Exactly the same error messages occurred on my HP Proliant Microserver NL40 while the system was scrubbing the ZFS pool or during an RSYNC process. The harddisk is connected via the eSATA port.



			
				borov said:
			
		

> You can try flash patched Microserver BIOS.



Thanks for the solution! I've finally got rid of these errors.


----------



## jem (Mar 26, 2013)

willyvmm said:
			
		

> There is a System hdd and 4 data disks connected to SAS controller.



FYI, it's actually a SATA controller.  It's just presented through what's usually a SAS connector (SFF-8087) probably to save space on the small motherboard.


The mind boggles as to why HP decided to use combined mode on the MicroServer southbridge.  Given that one of the two affected ports is an eSATA one where hotplugging would be a normal requirement, crippling the port into legacy IDE compatibility mode just makes no sense at all.

**Brief A**
Reproduce word for word the stretch of the MicroServer forum thread from "Exactly the same" through "the eSATA port.".
**Brief B**
In the MicroServer forum thread, what kind of connector is the SATA controller presented through?
**Brief C**
Extend the MicroServer forum thread past its final sentence.

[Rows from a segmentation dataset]
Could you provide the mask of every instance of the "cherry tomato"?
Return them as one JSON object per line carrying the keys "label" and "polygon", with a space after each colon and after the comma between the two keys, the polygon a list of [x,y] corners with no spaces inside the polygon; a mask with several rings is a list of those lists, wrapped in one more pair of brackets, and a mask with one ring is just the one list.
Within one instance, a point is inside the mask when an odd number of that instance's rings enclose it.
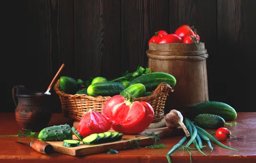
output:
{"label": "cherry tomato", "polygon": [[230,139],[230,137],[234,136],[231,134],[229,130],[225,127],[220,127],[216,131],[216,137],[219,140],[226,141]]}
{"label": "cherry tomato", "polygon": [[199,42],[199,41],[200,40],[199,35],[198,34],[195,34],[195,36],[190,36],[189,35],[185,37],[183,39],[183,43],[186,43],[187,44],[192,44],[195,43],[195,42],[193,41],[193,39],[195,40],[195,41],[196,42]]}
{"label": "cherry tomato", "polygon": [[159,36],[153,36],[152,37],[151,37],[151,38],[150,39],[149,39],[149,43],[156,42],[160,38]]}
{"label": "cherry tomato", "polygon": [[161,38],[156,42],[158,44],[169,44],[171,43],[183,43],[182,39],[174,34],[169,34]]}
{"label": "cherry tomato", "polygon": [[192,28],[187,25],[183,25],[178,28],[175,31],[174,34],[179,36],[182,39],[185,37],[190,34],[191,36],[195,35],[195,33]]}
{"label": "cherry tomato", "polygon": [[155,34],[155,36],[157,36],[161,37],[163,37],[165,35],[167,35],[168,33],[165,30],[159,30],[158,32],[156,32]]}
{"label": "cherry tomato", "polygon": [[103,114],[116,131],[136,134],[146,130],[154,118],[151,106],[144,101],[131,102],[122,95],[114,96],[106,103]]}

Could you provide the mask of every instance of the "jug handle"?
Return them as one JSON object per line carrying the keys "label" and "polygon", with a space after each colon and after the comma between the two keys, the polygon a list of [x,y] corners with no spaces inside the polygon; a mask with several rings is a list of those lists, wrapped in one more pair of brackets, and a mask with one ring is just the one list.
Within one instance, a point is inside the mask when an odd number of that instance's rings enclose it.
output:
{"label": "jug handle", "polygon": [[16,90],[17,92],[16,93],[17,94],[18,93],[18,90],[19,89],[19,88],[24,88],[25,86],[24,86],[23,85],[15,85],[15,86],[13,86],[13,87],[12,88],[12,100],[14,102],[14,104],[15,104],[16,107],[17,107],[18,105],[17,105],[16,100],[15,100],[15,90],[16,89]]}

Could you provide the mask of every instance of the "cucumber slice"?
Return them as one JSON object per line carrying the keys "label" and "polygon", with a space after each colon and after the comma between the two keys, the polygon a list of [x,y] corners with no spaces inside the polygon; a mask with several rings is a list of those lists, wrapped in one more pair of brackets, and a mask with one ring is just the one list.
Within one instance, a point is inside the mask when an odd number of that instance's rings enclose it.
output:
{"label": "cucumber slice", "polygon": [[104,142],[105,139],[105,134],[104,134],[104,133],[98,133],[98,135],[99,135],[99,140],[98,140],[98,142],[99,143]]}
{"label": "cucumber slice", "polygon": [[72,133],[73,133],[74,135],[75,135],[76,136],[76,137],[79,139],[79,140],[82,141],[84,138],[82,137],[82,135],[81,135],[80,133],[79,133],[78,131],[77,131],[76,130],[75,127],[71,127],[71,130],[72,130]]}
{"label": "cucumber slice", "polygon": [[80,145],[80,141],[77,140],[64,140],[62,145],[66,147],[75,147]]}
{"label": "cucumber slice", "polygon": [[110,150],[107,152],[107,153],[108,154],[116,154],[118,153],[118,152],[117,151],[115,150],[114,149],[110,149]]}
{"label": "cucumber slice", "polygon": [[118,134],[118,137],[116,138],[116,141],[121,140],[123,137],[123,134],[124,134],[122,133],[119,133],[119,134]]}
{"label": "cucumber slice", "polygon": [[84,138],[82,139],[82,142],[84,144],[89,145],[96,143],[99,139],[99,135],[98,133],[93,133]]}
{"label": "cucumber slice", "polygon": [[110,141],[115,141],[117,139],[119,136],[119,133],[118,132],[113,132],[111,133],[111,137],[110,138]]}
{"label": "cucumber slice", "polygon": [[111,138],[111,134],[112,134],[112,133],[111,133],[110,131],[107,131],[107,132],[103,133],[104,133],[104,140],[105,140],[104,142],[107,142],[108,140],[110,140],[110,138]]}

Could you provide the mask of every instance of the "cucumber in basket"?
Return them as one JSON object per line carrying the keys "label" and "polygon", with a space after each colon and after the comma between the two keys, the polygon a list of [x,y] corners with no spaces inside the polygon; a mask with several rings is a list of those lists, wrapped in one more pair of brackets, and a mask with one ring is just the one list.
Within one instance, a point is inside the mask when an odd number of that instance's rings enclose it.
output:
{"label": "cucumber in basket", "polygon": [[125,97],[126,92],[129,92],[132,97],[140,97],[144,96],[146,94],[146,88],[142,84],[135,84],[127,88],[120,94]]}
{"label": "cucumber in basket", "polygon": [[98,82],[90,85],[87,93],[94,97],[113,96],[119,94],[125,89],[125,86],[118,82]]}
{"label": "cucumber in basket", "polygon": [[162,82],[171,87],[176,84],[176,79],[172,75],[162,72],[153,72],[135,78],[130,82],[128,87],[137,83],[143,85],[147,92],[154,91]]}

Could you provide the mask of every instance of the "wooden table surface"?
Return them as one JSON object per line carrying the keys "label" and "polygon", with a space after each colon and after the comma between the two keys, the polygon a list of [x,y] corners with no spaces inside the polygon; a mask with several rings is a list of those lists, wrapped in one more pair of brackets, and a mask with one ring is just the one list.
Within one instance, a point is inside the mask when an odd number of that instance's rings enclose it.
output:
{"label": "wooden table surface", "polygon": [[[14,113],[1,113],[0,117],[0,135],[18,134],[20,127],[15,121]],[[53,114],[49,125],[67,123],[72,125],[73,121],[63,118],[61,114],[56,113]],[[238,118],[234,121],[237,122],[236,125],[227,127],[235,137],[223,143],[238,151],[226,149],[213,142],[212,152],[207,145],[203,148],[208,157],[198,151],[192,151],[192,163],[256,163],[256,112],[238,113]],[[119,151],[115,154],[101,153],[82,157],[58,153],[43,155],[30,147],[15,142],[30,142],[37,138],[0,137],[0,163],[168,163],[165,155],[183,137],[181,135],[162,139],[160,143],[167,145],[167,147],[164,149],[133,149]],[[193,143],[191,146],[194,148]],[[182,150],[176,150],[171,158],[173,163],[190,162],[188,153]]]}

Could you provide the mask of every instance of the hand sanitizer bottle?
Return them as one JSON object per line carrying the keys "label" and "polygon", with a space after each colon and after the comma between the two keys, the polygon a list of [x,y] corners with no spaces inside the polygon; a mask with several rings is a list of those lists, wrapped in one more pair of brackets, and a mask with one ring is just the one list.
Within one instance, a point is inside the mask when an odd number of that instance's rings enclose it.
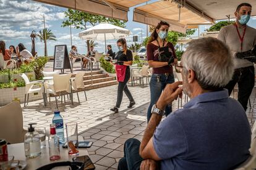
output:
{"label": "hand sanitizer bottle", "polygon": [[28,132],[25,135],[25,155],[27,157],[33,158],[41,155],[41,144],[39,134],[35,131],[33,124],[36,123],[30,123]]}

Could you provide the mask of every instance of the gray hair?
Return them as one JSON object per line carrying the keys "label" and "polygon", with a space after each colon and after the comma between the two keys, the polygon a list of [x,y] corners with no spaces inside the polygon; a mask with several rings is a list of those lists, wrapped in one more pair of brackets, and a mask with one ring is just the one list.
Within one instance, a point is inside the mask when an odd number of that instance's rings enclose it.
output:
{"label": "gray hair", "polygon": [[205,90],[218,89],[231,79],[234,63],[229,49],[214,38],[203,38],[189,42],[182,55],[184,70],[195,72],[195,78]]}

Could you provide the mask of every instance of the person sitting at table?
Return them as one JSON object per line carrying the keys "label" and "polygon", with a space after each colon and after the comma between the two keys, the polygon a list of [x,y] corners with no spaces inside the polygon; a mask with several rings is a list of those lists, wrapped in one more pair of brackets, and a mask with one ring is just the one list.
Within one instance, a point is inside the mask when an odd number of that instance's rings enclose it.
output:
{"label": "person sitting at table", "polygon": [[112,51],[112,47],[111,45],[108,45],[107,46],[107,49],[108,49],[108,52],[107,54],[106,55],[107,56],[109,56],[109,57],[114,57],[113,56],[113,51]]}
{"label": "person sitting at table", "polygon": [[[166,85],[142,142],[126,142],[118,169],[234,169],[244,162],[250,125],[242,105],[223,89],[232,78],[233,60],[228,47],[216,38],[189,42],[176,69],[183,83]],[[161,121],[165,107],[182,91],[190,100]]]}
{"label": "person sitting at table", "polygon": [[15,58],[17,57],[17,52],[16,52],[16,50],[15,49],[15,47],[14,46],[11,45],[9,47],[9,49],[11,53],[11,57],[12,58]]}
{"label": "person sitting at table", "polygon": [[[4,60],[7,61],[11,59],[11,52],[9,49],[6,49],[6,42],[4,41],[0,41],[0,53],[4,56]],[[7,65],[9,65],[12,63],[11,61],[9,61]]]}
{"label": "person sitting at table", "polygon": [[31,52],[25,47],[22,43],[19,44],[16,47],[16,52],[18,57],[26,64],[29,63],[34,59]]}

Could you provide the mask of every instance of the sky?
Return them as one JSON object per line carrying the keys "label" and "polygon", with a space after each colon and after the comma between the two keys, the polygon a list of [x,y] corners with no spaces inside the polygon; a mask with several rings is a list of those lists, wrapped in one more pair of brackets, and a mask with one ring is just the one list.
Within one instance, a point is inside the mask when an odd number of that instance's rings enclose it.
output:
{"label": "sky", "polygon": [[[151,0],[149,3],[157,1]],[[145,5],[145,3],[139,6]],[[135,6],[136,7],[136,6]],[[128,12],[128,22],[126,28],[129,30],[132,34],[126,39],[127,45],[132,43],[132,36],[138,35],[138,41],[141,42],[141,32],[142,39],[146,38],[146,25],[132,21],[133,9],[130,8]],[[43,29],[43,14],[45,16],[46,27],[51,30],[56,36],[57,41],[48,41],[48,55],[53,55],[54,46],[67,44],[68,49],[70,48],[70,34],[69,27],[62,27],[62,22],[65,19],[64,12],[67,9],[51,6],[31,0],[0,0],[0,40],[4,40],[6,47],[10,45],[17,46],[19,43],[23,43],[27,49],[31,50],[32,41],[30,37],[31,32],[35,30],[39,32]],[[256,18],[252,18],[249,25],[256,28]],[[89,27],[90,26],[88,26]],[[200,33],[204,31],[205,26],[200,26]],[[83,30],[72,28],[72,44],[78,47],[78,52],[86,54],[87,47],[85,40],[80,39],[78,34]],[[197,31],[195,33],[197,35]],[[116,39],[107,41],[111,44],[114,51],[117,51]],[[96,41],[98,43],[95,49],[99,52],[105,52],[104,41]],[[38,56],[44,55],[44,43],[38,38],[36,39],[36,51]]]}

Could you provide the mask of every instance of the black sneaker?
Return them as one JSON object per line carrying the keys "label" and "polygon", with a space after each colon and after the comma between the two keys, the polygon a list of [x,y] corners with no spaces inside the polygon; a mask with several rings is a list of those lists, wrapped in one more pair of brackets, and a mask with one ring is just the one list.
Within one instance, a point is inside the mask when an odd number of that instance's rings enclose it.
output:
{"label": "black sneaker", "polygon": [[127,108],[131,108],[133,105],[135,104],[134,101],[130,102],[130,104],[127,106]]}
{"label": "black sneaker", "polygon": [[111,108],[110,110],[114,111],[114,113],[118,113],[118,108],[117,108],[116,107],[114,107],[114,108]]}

**Task answer A**
Exactly the same error messages occurred on my HP Proliant Microserver NL40 while the system was scrubbing the ZFS pool or during an RSYNC process. The harddisk is connected via the eSATA port.

**Task answer B**
It is presented through what is usually a SAS connector (SFF-8087).

**Task answer C**
There are two modified BIOS's out there that I've seen, one by "Diehard" and one by "TheBay":

Diehard's one exposes many, many hidden chipset settings most of which are unrelated to SATA and I feel it's probably risky to use in case you change something that impacts the stability of the machine.

TheBay's one only enables switching the combined mode off so is simpler and probably less risky to use.

I started with the first one but quickly switched over to TheBay's one and have had no issues so far.


----------



## LVLouisCyphre (Jan 4, 2020)

I have a pair of G7s on the way.  Does anyone know if the latest HP BIOS fixes this problem or do you have to still use a patched BIOS to get full AHCI functionality?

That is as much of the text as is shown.